• [Consigne 1]:
D'après l'extrait à lire, dans quel style les nombreuses églises construites sous Napoléon III le sont-elles souvent ?

De son côté, le pouvoir politique compte s’appuyer sur l’Église pour arracher dans la classe ouvrière les mauvaises herbes idéologiques. Il ne suffit par d’améliorer les salaires et les conditions de vie des ouvriers, de plus en plus nombreux, on veut aussi leur enseigner la religion chrétienne.

Napoléon III augmente fortement le budget des cultes. Le traitement des prêtres est relevé ; l’État attribue des bourses aux séminaristes sans fortune, pour favoriser le recrutement du clergé ; de nouvelles paroisses sont créées, dans les villes en cours d’urbanisation rapide, comme dans les parties de la France rurale ; de très nombreuses églises sont construites, souvent dans un style néo-gothique censé représenter l’architecture française par excellence.

Les faveurs du régime ne se limitent pas à la religion majoritaire. Depuis Napoléon Ier et la mise en place du régime concordataire, l’État et les communes financent aussi les cultes protestants et juif (construction de temples et de synagogues, traitements versés aux ministres du culte, etc.).

• [Consigne 2]:
Recopiez telles quelles les rangées depuis la ligne qui contient « Thank you for the photo. Please point out the corrugated » jusqu'à la dernière ligne des rangées, ces deux lignes comprises.

• [Données de l'exercice]:
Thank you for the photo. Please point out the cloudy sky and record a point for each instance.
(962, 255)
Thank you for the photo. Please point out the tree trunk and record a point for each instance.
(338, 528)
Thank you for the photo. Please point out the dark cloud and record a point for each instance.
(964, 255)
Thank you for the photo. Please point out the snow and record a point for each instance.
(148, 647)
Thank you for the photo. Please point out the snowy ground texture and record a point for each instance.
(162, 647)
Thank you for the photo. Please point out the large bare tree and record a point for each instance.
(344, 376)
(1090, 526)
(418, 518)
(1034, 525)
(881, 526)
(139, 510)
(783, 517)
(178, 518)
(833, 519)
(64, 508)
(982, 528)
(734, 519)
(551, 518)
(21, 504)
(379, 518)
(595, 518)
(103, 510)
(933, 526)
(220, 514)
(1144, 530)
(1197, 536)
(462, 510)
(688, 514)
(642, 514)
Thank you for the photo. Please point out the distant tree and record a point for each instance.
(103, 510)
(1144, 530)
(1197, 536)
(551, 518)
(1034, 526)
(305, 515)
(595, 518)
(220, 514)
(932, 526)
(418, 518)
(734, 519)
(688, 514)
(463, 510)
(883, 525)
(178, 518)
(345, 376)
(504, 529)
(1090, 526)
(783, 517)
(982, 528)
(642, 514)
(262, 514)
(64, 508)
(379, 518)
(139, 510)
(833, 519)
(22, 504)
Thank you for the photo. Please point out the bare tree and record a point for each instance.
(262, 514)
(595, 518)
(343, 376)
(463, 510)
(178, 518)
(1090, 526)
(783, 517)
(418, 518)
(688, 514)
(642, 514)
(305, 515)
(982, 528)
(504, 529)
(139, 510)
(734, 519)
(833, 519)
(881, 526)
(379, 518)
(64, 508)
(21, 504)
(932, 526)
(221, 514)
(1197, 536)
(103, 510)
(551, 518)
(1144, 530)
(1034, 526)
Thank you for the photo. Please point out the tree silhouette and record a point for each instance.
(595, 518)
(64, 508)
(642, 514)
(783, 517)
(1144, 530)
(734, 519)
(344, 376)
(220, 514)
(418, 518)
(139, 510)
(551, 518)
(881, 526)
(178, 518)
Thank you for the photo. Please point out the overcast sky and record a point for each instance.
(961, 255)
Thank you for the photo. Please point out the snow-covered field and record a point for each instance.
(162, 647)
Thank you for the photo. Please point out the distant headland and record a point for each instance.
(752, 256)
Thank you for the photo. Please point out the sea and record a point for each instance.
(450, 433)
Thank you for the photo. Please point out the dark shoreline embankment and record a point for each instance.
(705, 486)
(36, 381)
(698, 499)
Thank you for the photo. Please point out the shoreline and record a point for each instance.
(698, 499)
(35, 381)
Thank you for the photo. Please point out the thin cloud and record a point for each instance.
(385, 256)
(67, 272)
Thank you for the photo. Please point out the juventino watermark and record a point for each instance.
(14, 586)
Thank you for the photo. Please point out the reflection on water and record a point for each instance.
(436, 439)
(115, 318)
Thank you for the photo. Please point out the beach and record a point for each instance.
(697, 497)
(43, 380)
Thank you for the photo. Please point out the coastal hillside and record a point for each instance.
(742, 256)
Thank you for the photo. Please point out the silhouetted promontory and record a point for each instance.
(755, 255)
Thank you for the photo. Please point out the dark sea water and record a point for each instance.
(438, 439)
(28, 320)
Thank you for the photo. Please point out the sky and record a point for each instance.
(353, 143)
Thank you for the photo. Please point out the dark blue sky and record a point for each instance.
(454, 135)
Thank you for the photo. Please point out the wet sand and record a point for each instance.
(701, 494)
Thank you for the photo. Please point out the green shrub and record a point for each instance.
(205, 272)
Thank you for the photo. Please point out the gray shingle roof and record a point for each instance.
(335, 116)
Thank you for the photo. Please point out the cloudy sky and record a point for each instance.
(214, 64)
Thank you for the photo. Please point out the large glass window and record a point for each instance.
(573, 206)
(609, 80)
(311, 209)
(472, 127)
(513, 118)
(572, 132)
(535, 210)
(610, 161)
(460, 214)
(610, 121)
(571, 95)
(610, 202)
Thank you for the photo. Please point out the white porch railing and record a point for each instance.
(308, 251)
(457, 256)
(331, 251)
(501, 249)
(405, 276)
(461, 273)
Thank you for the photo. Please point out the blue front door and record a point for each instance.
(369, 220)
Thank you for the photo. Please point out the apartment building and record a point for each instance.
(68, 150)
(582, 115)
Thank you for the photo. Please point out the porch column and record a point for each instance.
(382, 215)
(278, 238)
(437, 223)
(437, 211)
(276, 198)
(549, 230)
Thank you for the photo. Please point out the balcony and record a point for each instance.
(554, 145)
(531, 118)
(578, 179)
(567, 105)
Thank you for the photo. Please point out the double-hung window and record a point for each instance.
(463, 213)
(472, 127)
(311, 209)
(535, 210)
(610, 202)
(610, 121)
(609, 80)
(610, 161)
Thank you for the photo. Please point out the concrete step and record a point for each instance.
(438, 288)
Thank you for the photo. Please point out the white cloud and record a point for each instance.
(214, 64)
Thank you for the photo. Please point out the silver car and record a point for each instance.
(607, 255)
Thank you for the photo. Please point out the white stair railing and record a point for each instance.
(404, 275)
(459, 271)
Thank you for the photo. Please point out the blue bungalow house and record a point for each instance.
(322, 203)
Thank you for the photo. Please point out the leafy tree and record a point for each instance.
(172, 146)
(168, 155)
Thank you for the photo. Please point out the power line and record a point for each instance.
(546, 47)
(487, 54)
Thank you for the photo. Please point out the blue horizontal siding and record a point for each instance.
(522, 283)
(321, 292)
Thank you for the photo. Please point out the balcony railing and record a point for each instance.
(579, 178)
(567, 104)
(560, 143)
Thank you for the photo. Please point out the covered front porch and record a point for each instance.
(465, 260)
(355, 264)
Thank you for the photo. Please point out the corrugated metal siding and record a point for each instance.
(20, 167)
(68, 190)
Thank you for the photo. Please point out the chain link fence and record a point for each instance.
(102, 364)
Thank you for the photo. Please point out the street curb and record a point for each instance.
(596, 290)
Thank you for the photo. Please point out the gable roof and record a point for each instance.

• [Résultat final 1]:
Dans un style néo-gothique, censé représenter l'architecture française par excellence.

• [Résultat final 2]:
Thank you for the photo. Please point out the corrugated metal siding and record a point for each instance.
(20, 167)
(68, 190)
Thank you for the photo. Please point out the chain link fence and record a point for each instance.
(102, 364)
Thank you for the photo. Please point out the street curb and record a point for each instance.
(596, 290)
Thank you for the photo. Please point out the gable roof and record a point for each instance.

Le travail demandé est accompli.